▶ **GIVEN PASSAGE**
..............................

Figure 4.. BM adipose tissue is a multicellular niche.

(A) Morphological assessment of isolated BM adipose tissue before (0 h) and after 48-hour ex vivo incubation. Isolated BM adipose tissue was labeled with the cell viability dye calcein red-orange AM, endothelial-specific isolectin GS-IB4, Alexa Fluor^™ 488 conjugate, lipid droplet-specific HCS LipidTox Deep Red, and nuclear Hoechst 33342; BF, fluorescent images overlaid with bright field; max, maximal z-projections; z1-z3, confocal planes; arrows, calcein-positive BM adipocytes. (B and C) Histological evaluation of isolated BM adipose tissue stained with Wright Giemsa (WG) and Hematoxylin-Eosin (HE); arrows, multilobar cells (granulocytes); arrowhead, putative oil released by adipocytes. (D) Isolation of adipocyte-bound (AB) and adipocyte free (AF) fractions. BM was disrupted mechanically and separated by centrifugation. AB fraction was treated with collagenase to release bound leukocytes and AF fraction was cleared of red blood cells (RBC) before flow cytometry analysis. (E) AB and AF fractions were stained with anti-CD45 antibodies (pan-leukocyte) and compared against each cell’s side scatter profile (measure of cell complexity and granularity); % of live cell populations are indicated.

..............................

▶ **INFORMATION GIVEN**
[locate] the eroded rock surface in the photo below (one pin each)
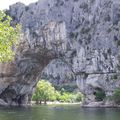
(89, 30)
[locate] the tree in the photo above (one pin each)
(44, 92)
(8, 37)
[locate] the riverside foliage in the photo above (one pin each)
(46, 92)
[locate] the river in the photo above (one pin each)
(59, 112)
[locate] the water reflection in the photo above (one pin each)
(65, 112)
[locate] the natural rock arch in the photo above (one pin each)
(19, 78)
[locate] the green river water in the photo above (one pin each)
(59, 112)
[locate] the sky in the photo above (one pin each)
(4, 4)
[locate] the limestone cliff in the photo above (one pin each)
(83, 34)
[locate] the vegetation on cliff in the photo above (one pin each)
(8, 37)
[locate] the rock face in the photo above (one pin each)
(89, 32)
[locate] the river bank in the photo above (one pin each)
(57, 103)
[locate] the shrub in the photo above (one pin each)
(99, 94)
(116, 96)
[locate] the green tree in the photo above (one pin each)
(44, 92)
(116, 96)
(8, 37)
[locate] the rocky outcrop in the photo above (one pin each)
(88, 30)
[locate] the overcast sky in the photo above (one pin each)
(4, 4)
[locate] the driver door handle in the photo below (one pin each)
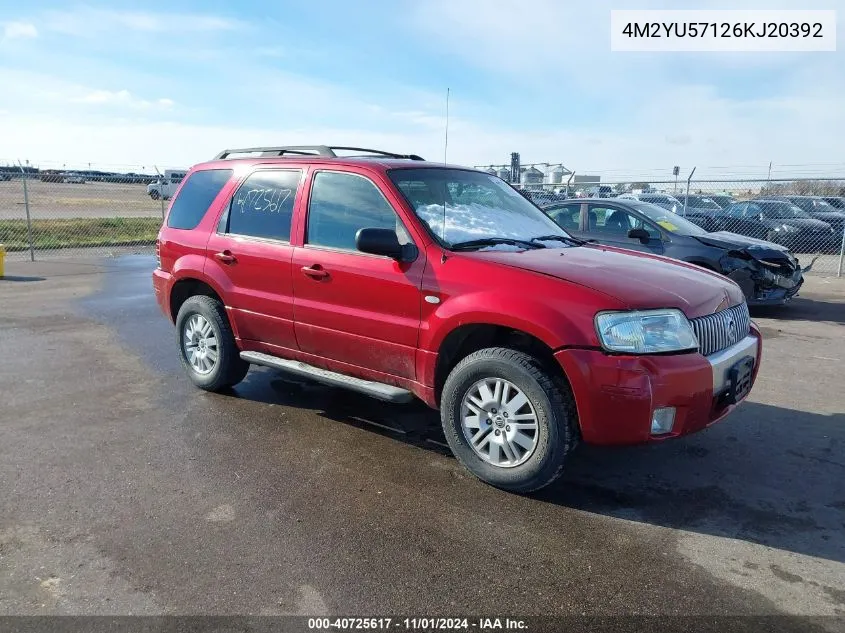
(315, 271)
(226, 257)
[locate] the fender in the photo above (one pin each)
(541, 319)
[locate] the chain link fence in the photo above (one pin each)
(807, 216)
(49, 213)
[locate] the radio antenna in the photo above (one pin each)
(446, 143)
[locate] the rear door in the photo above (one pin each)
(251, 250)
(354, 309)
(610, 224)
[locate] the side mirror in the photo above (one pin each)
(383, 242)
(639, 234)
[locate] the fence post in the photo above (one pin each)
(161, 190)
(687, 196)
(28, 218)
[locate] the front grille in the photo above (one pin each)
(719, 331)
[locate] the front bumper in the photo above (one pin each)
(616, 395)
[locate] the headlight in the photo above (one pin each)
(645, 332)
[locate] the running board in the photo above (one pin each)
(379, 390)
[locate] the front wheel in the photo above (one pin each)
(507, 420)
(207, 346)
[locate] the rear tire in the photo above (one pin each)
(207, 346)
(482, 407)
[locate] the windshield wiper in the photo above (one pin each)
(492, 241)
(560, 238)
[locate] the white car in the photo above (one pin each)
(165, 187)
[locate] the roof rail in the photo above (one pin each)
(327, 151)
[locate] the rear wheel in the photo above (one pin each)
(207, 346)
(507, 420)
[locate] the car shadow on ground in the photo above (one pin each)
(766, 474)
(20, 278)
(802, 309)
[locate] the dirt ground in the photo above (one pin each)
(49, 200)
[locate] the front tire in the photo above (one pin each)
(207, 346)
(507, 420)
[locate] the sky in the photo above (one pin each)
(172, 84)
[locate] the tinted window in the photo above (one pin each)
(668, 220)
(610, 222)
(568, 217)
(263, 205)
(341, 204)
(198, 192)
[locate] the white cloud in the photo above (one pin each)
(13, 30)
(122, 98)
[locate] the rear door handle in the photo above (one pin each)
(226, 257)
(315, 272)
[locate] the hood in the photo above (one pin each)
(728, 240)
(638, 280)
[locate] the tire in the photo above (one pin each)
(549, 400)
(206, 372)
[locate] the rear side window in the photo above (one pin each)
(263, 205)
(198, 192)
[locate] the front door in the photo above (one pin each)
(609, 224)
(251, 250)
(351, 308)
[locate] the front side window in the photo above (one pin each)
(463, 206)
(196, 195)
(667, 220)
(263, 205)
(611, 222)
(342, 204)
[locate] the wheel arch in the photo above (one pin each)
(187, 287)
(467, 338)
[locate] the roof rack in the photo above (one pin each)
(327, 151)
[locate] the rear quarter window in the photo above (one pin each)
(196, 195)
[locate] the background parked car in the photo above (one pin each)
(816, 207)
(782, 222)
(723, 200)
(73, 177)
(767, 273)
(837, 202)
(660, 199)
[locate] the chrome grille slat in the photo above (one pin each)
(714, 331)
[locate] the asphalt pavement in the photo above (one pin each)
(126, 490)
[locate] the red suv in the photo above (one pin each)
(398, 277)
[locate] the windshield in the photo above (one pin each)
(474, 205)
(723, 201)
(781, 210)
(661, 200)
(668, 220)
(700, 202)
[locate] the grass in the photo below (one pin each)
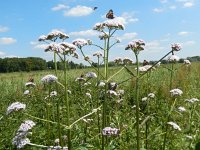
(153, 113)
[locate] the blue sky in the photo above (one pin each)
(158, 22)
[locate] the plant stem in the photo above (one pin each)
(137, 103)
(67, 104)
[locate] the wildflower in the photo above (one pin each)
(187, 62)
(69, 49)
(151, 95)
(112, 86)
(137, 45)
(103, 36)
(127, 61)
(30, 84)
(98, 54)
(118, 60)
(88, 95)
(91, 75)
(111, 92)
(174, 125)
(57, 141)
(80, 43)
(20, 140)
(49, 79)
(80, 79)
(176, 92)
(110, 131)
(26, 92)
(144, 99)
(20, 143)
(192, 100)
(181, 109)
(27, 125)
(173, 58)
(176, 47)
(15, 107)
(53, 94)
(86, 58)
(101, 84)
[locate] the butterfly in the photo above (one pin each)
(109, 15)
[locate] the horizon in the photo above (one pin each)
(160, 23)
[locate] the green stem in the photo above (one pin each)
(67, 104)
(137, 103)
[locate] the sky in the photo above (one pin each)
(158, 22)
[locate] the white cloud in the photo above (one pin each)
(154, 46)
(128, 36)
(3, 29)
(188, 43)
(59, 7)
(158, 10)
(183, 33)
(79, 11)
(2, 53)
(86, 33)
(7, 40)
(188, 4)
(172, 7)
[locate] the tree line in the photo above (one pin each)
(36, 63)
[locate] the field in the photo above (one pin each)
(155, 112)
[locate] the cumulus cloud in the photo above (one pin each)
(7, 40)
(158, 10)
(128, 36)
(86, 33)
(188, 4)
(59, 7)
(2, 53)
(3, 29)
(78, 11)
(183, 33)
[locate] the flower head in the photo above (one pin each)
(91, 75)
(49, 79)
(176, 92)
(176, 47)
(136, 46)
(173, 58)
(98, 54)
(80, 42)
(174, 125)
(15, 107)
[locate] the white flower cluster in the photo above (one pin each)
(176, 92)
(110, 24)
(15, 107)
(173, 58)
(110, 131)
(176, 47)
(20, 140)
(144, 68)
(49, 79)
(91, 75)
(53, 36)
(81, 42)
(192, 100)
(174, 125)
(64, 48)
(137, 45)
(98, 54)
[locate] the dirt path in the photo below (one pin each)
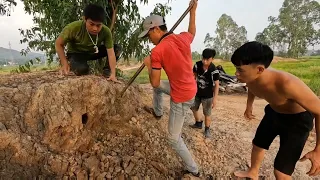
(230, 145)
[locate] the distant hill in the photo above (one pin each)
(6, 55)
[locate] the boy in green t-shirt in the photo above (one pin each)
(87, 39)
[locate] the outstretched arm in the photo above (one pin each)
(192, 21)
(304, 96)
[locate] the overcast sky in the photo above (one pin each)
(253, 14)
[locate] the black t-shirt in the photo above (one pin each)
(205, 79)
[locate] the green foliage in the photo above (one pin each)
(306, 70)
(6, 7)
(294, 29)
(51, 16)
(229, 36)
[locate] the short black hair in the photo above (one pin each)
(252, 53)
(163, 27)
(94, 12)
(208, 53)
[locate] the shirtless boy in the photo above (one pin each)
(289, 114)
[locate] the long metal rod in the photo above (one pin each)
(143, 65)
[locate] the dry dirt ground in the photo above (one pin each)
(44, 135)
(230, 145)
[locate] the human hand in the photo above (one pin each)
(65, 69)
(147, 62)
(113, 78)
(248, 114)
(195, 4)
(214, 103)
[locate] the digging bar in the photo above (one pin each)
(142, 66)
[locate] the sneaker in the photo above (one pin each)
(185, 172)
(207, 133)
(197, 125)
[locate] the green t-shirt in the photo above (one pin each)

..............................

▶ **WHAT THE EXERCISE ASKS**
In the figure legend, what was the AB fraction treated with to release bound leukocytes?

▶ **WRITTEN REPLY**
Collagenase.